▶ Required work
Among the lines of the material below, count those holding "black". Report the number by itself.

▶ Source material
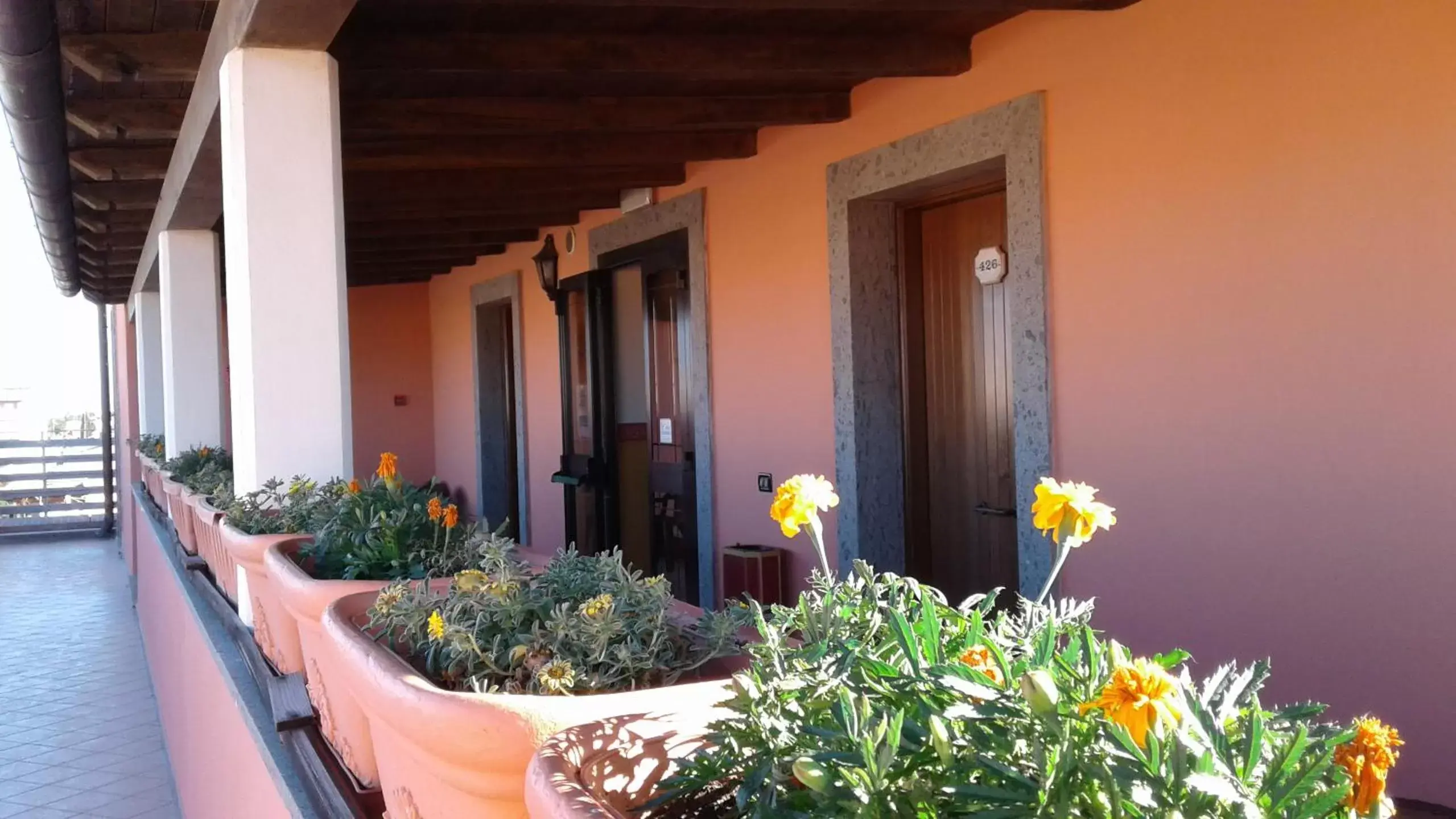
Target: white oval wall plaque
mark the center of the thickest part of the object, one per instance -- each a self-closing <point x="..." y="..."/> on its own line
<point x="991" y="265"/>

---

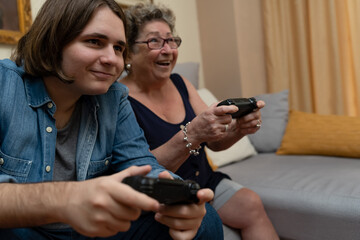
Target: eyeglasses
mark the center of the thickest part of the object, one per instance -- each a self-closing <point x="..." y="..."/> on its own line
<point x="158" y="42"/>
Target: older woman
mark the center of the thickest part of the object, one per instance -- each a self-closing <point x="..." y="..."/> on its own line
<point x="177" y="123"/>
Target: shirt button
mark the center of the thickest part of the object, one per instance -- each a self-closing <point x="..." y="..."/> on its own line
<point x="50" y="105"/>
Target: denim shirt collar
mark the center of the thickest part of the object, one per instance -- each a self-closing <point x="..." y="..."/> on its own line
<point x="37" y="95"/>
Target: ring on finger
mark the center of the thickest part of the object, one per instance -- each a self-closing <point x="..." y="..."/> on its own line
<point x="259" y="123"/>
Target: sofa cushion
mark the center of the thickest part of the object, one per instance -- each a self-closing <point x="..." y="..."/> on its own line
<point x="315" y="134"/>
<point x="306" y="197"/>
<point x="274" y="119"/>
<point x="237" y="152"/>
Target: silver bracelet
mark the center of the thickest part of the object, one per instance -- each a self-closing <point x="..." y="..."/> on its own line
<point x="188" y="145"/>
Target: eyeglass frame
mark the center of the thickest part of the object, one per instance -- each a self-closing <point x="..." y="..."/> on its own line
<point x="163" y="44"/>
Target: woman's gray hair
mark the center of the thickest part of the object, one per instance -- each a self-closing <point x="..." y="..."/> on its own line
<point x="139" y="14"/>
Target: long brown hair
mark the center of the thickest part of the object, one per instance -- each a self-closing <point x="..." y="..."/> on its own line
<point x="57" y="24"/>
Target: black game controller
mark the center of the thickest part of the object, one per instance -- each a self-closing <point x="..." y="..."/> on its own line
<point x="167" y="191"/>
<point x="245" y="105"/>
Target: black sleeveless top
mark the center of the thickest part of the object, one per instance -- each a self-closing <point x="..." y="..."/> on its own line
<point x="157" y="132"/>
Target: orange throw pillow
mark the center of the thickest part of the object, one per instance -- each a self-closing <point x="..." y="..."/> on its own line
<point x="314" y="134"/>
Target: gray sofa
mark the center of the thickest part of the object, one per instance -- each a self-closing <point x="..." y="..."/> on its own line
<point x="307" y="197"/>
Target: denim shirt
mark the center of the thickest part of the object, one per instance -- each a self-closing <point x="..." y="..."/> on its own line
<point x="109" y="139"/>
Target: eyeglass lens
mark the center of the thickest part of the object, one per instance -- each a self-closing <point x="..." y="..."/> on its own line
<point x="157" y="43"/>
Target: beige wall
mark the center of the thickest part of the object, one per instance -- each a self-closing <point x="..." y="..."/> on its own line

---

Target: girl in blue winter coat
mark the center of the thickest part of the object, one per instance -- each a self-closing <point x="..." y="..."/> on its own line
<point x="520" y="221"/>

▶ Task output
2